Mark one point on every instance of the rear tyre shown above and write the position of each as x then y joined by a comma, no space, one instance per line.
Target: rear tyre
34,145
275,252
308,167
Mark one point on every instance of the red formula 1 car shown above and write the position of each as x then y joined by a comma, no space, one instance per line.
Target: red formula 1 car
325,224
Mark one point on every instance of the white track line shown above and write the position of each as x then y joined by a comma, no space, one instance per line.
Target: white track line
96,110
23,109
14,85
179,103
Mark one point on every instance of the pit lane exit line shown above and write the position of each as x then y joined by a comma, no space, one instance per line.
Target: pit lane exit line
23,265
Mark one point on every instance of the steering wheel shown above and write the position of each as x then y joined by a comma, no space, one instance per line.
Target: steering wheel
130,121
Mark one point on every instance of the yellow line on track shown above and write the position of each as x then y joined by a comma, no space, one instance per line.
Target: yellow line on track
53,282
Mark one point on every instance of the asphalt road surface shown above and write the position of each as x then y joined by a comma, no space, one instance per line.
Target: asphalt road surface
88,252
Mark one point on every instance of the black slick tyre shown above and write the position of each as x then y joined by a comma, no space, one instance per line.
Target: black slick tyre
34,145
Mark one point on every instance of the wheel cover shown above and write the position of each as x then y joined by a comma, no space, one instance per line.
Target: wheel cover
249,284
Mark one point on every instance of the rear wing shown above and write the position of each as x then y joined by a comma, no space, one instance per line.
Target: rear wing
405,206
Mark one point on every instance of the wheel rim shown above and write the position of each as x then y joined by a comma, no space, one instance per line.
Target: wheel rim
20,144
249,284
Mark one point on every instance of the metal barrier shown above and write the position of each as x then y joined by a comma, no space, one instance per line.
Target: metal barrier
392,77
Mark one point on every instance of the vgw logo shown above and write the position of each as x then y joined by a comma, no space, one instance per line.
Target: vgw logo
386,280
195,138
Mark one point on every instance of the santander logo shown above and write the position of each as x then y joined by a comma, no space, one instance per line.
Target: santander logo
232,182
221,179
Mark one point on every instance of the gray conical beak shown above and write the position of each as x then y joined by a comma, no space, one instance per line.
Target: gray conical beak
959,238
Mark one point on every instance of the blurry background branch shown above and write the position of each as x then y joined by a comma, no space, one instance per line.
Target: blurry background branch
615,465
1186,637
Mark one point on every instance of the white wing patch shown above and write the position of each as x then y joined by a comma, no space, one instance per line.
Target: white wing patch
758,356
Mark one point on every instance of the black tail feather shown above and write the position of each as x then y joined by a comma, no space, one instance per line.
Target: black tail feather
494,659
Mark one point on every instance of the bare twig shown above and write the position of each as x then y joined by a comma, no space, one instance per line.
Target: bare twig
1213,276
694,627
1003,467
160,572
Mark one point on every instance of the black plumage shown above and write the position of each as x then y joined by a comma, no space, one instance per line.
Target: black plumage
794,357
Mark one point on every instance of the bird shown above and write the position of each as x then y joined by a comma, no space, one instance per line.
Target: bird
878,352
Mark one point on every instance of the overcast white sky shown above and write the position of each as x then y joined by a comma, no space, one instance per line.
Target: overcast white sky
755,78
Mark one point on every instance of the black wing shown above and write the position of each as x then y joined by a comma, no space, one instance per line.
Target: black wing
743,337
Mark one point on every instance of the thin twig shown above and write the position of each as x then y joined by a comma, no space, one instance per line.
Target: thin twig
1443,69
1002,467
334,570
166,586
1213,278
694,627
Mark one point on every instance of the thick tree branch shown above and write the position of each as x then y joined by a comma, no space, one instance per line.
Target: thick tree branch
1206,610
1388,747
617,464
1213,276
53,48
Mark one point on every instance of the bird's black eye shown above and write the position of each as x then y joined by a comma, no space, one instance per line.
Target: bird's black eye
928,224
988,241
════════
Work to do:
Copy every item above word for word, keeping the original order.

Response:
Mark one point on every instance of the rear tyre shown above and write the position of each as x then y joined by a comma, no space, one instance per line.
Target: rear tyre
34,145
275,252
308,167
Mark one point on every instance of the red formula 1 car shown above and write the position of each as x then y joined by a comma, no space, one instance per line.
Target: red formula 1 car
325,224
Mark one point on every instance of the white track line shown above and write the position of each as x then y joined by a comma, no space, one instance per line.
Target: white track line
96,110
23,109
14,85
179,103
Mark one point on every instance of the pit lane exit line shown above and write the position of each as x then y joined by a comma, no space, one instance per line.
Target: pit lane exit line
23,265
Mark one point on every instance of the steering wheel shown above and write the position of each as x then y joined by a comma, no space, one instance per line.
Target: steering wheel
130,121
Mark one point on every instance of the yellow line on track shown above and write the position of each as x then y joined by a comma, no space, one instance per line.
Target: yellow line on track
53,282
Mark one point on every instance of the asphalt road surface shown above and write the position of each as x then y joined by a comma, no space, one instance per line.
Target: asphalt road surface
88,252
Mark one point on every instance of the black slick tyre shown above and write the position of each as x then y joined by a comma, no space, one instance per line.
Target: black slick tyre
34,145
Mark one point on every instance of the wheel cover shown above and write the position of each as x then y joined by a comma, no space, one instance per line.
Target: wheel cover
249,284
Mark one point on every instance of the rear wing shown above and write the position of each as x then y joined by a comma, no space, one instance per line.
Target: rear wing
405,206
Mark one point on every instance of the wheel rim shown above and write the position of each as x then y joined by a comma, no space, one instance per line.
Target: wheel rim
20,144
249,284
Mark one point on every instance of the metal barrier shown above and write the position of each as x then y joined by a comma, no space, one instance per line.
Target: metal barrier
392,77
Mark one point on every instance of the vgw logo shown above and write the position of each as x then y joined by a comma, no space, one instance per line.
Target: vgw logo
386,280
195,138
Mark one point on every instance of the santander logo shown above and write the position of each as x then y joined by a comma, no space, one instance per line.
Target: santander logo
232,182
221,179
Mark one point on every instance of the gray conical beak shown above and write the position of each as x then y joined by a comma, no space, one instance per line.
Target: gray conical beak
959,238
Mark one point on every instance of the blurry background branch shown above and write the position of each as x then y joined by a comma, no space, one instance per line.
Target: blurry background branch
615,465
1186,637
Mark one point on every instance of the white wing patch shown above and write the position of each as x then y joined by a comma, no space, one instance per line.
Target: white wing patch
758,356
Mark one point on every instance of the black tail feather shown above and write the position of each as x then y joined by a comma, no space, one instance per line.
Target: black tail feather
494,659
Mark one point on every instance of the bare twig shown above and write the position of each as x then y joined by a comma, no space, one instance per line.
Target: bare twig
1213,276
694,627
1003,467
160,572
Mark one point on every instance of the black plumage shown above and write the position of each as x then y joined by a comma, no space, one instance per line.
Target: black plumage
794,357
Mark one point on every instance of the bird shown above and write the position of each as x then y joined by a comma, no space, one instance per line.
Target: bird
878,352
Mark one point on every instance of the overcast white sky shown above and write the position of each as x then y joined by a comma, no space, one instance per line.
Target: overcast white sky
755,78
Mark one point on every instance of the black wing shown above and write the position of each as x then y joined by a comma, no space, one instance per line.
Target: black wing
743,337
Mark one point on every instance of the thin twig shown above and write the position of each as x then y joined by a comma, no space, one instance per line.
Target: thin twig
1443,69
1002,467
334,570
166,586
1213,278
694,627
Mark one point on every instance of the thick tree branch shown above and write the position of each as x then y joined by a comma, no space, one instance per line.
Target: thick tree branch
1206,610
1388,747
617,464
1213,276
53,48
Mark one point on every instance of the bird's black eye shown above and write the position of each as x then y joined by a comma, no space, one instance per line.
Target: bird's black eye
928,224
988,241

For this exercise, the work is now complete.